-------- GIVEN TEXT --------

Wednesday, October 11, 2006

Chimps are people too

Check this out. The host, Danny Wallace is a loudmouth and does this partly tongue-in-cheek, but he is discussing a very interesting point: Chimpanzees are not human, but are they people? This is something the BBC is pretty good at: the follow-up of the programme broadcast yesterday is on the web, and you can see the main points and give your opinions. I saw just a part of this yesterday (because CSI was too engaging...), but it featured some interesting experiments with chimpanzees in captivity, and ground-breaking research among wild populations. The "usual suspects" were at play, the labs in St Andrews and Max Planck Leipzig are the main hubs for comparative studies in cognition.

The most interesting parts to me were the experiments on cooperation and culture. I'm not really impressed by the fact that we share a lot of our genes with chimps, as we also share a lot of them with tapeworms and algae. Brain size and physiological comparisons are somewhat trivial, and I'm not too impressed by the stuff done on language learning (with Kanzi or other human-reared animals for instance, reported at length in the show). But what gets me is the capacity for culture, and the complexity of mind required for collaborating and sharing goals, organisation and goal-oriented planning.

As was discussed in the programme, humans wouldn't really be people without the social relations to others, without society and culture. A bunch of tissues becomes a person largely due to the upbringing and learning by other humans. The complexity of human society, its achievements (in good and bad) are the result of generations of humans having been able to cooperate and learn. Language was the key to this process, as information needs to be transmitted from indivudual to another to share responsibilities in a task, and from a generation to another, to give the offspring a better start to life, but language is still only a tool; the interesting bit is how that tool is used.

This is the hotspot of research at the moment - animal culture and collaboration. Only a while ago, it was suggested that animals didn't possess a theory of mind, the understanding that you have thoughts and beliefs, and so do others around you. Now new research suggests that this isn't the case, and most of the subsequent demarcations are falling down as well, as more and more sophisticated experiments are pursued. Cultural learning has been demonstrated, as well. There are issues with these experiments, and the debate is hot about what they actually prove, but in my opinion we are clearly moving towards accepting the idea that in terms of cognition, the difference between humans and apes is more like the difference in degree, not so much a difference in kind.

--------

• _YOUR INSTRUCTIONS_: Please name the two labs that the post on chimpanzees calls the main hubs for comparative studies in cognition. These entries come from a different source than the post on chimpanzees.

-------- SUPPLIED RECORDS --------

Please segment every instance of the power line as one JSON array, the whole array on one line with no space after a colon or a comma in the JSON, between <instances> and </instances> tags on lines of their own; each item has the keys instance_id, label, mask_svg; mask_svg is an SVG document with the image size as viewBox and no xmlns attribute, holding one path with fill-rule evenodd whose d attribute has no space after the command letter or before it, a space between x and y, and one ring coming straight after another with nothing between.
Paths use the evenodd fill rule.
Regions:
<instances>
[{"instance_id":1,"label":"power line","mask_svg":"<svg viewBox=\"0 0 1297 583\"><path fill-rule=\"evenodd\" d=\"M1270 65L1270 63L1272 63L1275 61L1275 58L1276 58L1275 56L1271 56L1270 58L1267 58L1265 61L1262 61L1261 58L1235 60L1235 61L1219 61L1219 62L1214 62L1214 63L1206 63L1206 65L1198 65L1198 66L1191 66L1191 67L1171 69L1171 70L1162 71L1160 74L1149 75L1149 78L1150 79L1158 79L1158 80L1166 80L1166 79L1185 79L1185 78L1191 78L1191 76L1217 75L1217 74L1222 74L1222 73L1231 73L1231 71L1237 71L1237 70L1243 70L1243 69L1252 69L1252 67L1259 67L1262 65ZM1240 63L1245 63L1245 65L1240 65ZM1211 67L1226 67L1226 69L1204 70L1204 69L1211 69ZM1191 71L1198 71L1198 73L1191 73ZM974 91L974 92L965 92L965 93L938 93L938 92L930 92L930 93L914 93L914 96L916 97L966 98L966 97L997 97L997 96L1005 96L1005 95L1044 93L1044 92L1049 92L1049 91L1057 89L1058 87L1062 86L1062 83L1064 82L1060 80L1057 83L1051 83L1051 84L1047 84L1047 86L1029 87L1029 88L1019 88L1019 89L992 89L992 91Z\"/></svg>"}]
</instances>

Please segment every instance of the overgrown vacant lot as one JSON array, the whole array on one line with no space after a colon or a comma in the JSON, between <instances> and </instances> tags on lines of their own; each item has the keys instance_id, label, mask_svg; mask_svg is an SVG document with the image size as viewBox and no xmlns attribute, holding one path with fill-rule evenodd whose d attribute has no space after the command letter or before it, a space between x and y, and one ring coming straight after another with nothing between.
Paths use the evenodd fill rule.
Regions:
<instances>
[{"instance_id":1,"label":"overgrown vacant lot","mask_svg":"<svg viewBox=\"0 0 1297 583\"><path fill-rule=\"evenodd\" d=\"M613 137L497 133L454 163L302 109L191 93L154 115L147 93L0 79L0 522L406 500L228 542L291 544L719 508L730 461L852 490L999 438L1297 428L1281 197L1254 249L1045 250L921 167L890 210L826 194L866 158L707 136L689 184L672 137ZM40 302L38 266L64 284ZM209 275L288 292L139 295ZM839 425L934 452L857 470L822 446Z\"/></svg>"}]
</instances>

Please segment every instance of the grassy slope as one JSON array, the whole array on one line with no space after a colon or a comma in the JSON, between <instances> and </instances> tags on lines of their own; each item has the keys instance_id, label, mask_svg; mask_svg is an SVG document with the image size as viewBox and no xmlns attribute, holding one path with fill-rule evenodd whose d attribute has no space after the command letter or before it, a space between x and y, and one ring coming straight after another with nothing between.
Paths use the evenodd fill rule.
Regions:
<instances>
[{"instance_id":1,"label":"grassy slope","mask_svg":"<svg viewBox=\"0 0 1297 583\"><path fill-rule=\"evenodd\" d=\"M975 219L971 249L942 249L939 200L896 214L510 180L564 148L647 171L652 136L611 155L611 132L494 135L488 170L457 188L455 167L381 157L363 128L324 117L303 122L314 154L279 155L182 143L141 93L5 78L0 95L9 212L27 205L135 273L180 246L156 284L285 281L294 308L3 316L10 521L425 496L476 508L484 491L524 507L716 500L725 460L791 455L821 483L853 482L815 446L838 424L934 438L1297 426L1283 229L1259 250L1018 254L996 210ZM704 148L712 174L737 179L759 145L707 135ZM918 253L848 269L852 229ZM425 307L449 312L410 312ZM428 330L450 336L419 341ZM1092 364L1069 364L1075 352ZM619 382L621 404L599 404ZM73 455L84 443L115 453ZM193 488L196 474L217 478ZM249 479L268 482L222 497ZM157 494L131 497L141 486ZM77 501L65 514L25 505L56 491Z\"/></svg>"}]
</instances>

--------
-------- SUPPLIED RECORDS --------

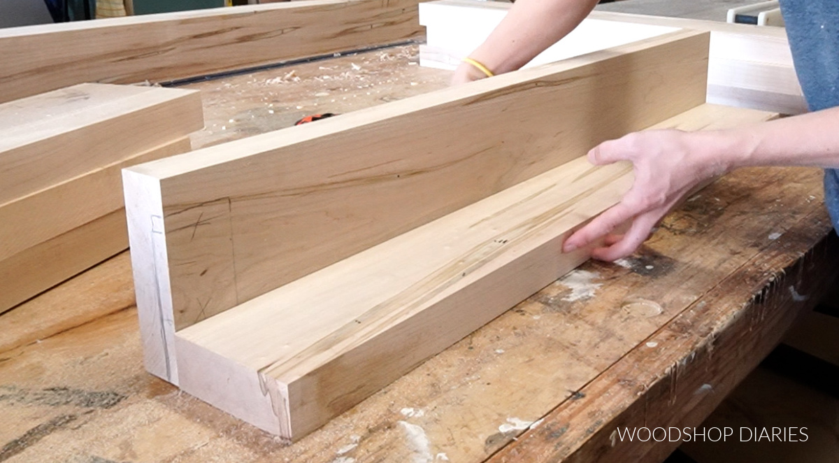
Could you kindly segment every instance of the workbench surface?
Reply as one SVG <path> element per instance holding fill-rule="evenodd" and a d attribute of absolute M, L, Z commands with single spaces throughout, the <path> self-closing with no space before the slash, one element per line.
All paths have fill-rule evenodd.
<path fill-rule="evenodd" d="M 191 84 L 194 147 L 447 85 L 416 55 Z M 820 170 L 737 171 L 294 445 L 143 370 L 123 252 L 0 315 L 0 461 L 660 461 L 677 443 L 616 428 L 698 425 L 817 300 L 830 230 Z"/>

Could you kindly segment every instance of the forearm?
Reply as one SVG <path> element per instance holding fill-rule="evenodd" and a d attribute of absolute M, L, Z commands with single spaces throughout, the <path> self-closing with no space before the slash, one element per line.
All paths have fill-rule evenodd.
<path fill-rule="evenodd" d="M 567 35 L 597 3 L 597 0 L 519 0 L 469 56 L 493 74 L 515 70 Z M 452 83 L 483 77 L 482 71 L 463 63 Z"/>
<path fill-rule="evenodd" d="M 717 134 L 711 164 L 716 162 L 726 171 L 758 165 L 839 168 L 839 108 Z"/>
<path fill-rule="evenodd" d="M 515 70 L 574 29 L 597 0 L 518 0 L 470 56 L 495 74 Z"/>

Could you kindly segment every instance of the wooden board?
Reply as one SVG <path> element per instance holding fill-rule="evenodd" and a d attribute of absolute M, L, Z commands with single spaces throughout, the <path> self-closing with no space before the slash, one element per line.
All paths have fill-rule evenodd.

--------

• _RESPONSE_: The labs in St Andrews and Max Planck Leipzig.